* Exercise instructions *
Retype the data exactly, skipping any picture in it.

* Extracted information *
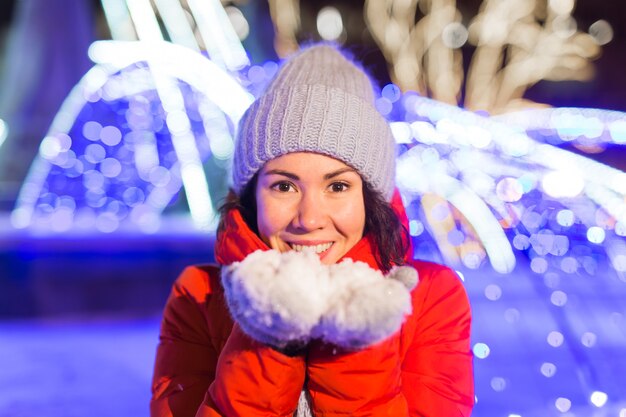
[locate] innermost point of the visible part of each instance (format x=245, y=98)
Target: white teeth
x=312, y=248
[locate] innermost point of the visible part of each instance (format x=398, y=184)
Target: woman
x=313, y=191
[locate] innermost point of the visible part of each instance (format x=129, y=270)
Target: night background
x=524, y=195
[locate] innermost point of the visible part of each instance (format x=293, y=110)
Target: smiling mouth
x=317, y=249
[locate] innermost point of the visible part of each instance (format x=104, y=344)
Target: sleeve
x=437, y=370
x=186, y=357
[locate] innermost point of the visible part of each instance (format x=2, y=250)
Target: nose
x=312, y=212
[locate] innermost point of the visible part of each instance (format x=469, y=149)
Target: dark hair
x=390, y=237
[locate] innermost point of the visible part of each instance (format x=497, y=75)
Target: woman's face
x=308, y=201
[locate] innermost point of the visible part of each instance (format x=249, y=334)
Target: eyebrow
x=294, y=177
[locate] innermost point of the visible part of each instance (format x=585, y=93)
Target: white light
x=493, y=292
x=329, y=23
x=601, y=31
x=49, y=147
x=563, y=183
x=558, y=298
x=416, y=228
x=561, y=6
x=426, y=133
x=239, y=22
x=565, y=218
x=118, y=20
x=596, y=234
x=178, y=26
x=598, y=398
x=481, y=350
x=509, y=190
x=454, y=35
x=617, y=130
x=182, y=63
x=588, y=339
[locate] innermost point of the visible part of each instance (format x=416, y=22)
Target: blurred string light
x=219, y=36
x=484, y=183
x=145, y=197
x=119, y=20
x=161, y=180
x=175, y=20
x=502, y=184
x=4, y=131
x=330, y=24
x=516, y=43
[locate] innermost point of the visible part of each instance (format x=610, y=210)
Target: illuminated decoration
x=151, y=116
x=330, y=24
x=517, y=44
x=538, y=38
x=158, y=88
x=496, y=183
x=286, y=17
x=4, y=131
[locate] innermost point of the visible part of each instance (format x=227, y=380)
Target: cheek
x=350, y=219
x=270, y=217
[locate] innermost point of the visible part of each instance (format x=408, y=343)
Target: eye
x=283, y=187
x=339, y=187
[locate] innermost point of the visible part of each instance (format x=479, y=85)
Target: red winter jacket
x=431, y=352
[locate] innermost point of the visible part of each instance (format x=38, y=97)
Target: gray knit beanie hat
x=319, y=101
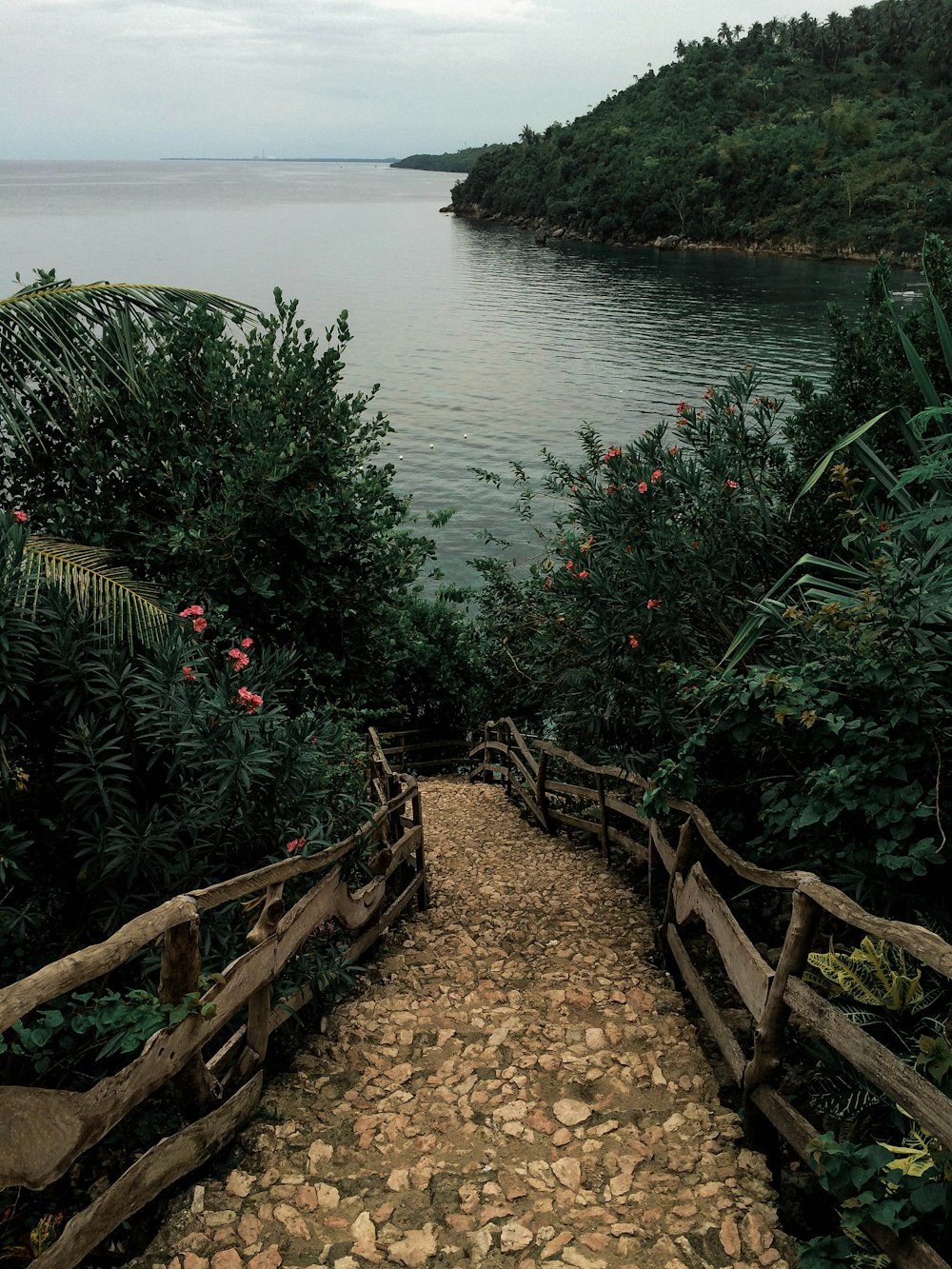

* Problem solution *
[locate] innermost point of the visible part of each instance (format x=245, y=98)
Target: white teeth
x=312, y=248
[locate] innermost point of the visible part of each instance (format x=398, y=184)
Target: woman
x=313, y=191
[locate] innermost point of the visible part of each instance (format x=129, y=270)
Target: night background
x=524, y=195
[locate] innermost point of the visible part of each instance (format x=293, y=110)
Target: smiling mouth
x=317, y=249
[locate] innermost point of the visible part of each instance (format x=104, y=344)
Target: sleeve
x=437, y=370
x=186, y=357
[locate] innermost point of the visible part of each instance (format x=2, y=250)
Target: nose
x=312, y=212
[locate] innermost point of the visible part of each instance (format x=469, y=149)
Target: dark hair
x=390, y=237
[locate] innermost point of the visible part of each instance (format x=497, y=75)
Target: woman's face
x=308, y=201
[locate] innermost point of the visible part of each instance (format x=249, y=334)
Target: eyebrow
x=294, y=177
[locate] innermost point of the visible part of each instance (format x=585, y=93)
Target: white light
x=493, y=292
x=329, y=23
x=601, y=31
x=49, y=147
x=563, y=183
x=558, y=298
x=416, y=228
x=561, y=6
x=426, y=133
x=239, y=22
x=565, y=218
x=118, y=20
x=596, y=234
x=178, y=26
x=598, y=398
x=481, y=350
x=509, y=190
x=454, y=35
x=617, y=130
x=182, y=63
x=588, y=339
[locate] innermost point of the visible part of each instance (format x=416, y=22)
Target: blurred string light
x=219, y=36
x=484, y=183
x=145, y=197
x=119, y=20
x=161, y=180
x=175, y=20
x=502, y=184
x=4, y=131
x=330, y=24
x=516, y=43
[locate] innermost point of the visible part of each instance (format x=610, y=210)
Target: illuminated decoration
x=151, y=116
x=330, y=24
x=517, y=44
x=538, y=38
x=158, y=88
x=496, y=183
x=286, y=17
x=4, y=131
[locate] innermost point of the visible part of each instance (format x=227, y=380)
Target: cheek
x=350, y=219
x=270, y=217
[locate] innermost point of the visible part of each instance (format x=408, y=343)
Target: eye
x=283, y=187
x=339, y=187
[locate] innermost point of the visible part of each instance (format x=479, y=85)
Target: red winter jacket
x=431, y=352
[locate] innermost point of the visible part of each instance (format x=38, y=97)
Target: gray knit beanie hat
x=319, y=101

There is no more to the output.